Data for this exercise:
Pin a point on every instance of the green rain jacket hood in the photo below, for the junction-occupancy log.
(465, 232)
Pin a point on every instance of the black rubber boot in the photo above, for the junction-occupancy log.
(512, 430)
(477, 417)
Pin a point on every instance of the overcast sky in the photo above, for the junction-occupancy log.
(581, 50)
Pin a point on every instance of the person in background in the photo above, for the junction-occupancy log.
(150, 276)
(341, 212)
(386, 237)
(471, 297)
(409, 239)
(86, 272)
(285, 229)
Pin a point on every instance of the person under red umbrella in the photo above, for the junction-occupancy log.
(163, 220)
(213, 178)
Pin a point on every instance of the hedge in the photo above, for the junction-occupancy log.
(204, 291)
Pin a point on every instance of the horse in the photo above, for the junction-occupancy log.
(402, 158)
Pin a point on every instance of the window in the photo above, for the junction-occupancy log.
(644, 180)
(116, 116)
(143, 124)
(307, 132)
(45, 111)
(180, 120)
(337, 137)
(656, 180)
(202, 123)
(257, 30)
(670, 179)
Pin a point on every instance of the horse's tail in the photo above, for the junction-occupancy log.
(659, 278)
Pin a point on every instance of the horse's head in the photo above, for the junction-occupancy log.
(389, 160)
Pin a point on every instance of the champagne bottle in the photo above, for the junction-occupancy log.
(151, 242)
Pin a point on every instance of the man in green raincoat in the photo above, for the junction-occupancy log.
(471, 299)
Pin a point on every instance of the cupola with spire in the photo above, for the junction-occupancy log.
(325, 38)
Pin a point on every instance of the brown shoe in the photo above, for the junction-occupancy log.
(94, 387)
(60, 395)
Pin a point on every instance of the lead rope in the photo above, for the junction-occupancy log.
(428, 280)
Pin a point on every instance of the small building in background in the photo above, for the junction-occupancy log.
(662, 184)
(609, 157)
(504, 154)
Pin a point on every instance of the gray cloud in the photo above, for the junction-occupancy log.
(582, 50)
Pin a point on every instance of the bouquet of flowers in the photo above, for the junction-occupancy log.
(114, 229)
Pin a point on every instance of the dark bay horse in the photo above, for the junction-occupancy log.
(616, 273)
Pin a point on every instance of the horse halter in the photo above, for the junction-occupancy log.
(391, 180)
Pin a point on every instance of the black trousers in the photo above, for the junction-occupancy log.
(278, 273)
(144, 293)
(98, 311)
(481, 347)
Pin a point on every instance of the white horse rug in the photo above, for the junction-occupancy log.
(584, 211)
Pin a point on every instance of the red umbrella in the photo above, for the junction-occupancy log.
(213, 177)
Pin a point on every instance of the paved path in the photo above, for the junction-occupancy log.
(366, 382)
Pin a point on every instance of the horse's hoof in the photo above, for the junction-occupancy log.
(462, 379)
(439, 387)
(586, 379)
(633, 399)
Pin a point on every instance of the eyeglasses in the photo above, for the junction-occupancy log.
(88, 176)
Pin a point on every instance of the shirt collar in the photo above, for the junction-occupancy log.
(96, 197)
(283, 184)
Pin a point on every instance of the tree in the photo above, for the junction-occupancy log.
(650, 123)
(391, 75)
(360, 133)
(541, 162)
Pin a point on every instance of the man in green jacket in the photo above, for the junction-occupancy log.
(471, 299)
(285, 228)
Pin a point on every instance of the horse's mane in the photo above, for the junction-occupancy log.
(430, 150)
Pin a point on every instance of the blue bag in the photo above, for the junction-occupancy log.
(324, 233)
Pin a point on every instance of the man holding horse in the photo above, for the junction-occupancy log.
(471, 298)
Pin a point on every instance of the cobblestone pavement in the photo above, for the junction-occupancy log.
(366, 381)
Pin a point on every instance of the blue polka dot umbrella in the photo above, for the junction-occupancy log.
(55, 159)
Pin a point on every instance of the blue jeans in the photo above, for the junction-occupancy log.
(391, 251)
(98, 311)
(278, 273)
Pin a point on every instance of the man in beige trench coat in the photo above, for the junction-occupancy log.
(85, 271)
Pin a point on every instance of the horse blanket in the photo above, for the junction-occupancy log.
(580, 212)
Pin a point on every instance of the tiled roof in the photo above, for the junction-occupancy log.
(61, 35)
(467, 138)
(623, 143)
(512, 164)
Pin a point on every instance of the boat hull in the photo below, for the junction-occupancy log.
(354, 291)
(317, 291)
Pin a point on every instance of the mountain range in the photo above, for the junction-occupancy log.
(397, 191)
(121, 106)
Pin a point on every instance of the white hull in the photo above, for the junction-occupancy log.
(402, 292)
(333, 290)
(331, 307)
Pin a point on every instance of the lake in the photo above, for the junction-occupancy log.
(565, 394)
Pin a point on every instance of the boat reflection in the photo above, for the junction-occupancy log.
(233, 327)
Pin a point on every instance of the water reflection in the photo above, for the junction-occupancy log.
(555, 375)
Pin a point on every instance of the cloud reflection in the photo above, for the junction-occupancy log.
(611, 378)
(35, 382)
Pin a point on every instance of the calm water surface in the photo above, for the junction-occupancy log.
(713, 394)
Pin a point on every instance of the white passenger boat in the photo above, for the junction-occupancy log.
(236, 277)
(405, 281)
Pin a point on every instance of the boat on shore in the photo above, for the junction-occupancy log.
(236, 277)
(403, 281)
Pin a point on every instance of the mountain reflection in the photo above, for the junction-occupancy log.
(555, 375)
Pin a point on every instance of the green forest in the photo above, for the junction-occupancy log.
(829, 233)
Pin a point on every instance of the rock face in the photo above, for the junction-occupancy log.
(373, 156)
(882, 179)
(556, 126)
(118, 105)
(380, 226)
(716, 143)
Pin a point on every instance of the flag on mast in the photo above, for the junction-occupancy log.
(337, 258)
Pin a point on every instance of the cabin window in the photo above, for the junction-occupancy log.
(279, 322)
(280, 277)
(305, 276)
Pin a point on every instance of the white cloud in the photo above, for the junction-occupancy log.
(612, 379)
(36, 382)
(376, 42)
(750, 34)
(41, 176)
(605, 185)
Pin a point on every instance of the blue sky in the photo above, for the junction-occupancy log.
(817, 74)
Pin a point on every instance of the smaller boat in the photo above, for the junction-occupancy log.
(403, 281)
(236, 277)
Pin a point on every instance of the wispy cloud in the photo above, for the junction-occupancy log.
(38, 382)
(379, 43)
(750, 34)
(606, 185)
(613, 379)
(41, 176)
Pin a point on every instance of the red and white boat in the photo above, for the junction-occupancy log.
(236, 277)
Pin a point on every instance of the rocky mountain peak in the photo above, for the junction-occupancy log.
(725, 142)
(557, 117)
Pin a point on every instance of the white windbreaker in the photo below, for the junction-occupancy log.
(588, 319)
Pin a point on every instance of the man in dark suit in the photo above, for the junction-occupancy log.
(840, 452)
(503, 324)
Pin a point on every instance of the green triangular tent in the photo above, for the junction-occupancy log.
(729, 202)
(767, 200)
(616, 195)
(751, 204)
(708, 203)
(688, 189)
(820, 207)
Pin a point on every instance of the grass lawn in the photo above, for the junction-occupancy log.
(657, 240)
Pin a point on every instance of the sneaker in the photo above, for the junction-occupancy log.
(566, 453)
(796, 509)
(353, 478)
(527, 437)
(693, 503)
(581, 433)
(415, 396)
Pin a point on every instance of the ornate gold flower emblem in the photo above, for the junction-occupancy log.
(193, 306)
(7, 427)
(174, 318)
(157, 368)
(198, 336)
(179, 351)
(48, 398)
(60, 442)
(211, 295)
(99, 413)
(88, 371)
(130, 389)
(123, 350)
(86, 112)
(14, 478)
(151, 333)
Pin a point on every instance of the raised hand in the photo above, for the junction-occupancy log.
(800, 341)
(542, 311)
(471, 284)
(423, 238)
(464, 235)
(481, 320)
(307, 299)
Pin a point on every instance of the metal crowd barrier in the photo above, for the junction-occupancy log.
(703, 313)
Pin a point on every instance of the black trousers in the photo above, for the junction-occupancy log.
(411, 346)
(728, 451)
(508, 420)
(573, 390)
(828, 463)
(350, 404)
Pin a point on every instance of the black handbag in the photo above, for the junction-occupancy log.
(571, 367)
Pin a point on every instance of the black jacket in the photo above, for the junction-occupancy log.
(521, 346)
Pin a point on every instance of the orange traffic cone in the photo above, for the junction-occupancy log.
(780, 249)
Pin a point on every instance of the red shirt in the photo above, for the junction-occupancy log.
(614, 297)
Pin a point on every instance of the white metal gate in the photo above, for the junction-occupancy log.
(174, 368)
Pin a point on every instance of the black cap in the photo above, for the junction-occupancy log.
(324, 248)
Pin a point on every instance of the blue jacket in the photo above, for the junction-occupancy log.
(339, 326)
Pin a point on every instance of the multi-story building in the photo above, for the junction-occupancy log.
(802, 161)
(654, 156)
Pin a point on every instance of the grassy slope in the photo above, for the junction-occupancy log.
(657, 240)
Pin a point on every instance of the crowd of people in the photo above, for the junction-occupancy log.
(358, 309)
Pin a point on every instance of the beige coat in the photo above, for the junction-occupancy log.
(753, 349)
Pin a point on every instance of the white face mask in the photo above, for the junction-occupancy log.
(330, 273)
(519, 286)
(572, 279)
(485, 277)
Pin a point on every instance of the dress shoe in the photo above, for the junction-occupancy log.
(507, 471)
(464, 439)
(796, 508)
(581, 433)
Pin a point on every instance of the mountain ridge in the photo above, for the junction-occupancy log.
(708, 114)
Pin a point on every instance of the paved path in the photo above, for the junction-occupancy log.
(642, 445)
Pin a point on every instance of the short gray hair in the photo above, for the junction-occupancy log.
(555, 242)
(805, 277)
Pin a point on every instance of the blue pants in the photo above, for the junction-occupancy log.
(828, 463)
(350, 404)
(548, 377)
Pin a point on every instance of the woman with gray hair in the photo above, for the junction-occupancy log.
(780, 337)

Exercise objective: Reproduce the data from the line containing "Pin a point on every instance of the blue pants" through the end of the data, swapping "junction-occupancy log" for "intersection-occupancy log" and leaving everything else unchanged.

Solution to the exercise:
Pin a point on every instance of the blue pants in the photo above, for the intersection-occupancy log.
(828, 463)
(350, 404)
(548, 377)
Pin a point on every instance of the woman with gray hair in the photo above, for the intersection-occupancy log.
(780, 337)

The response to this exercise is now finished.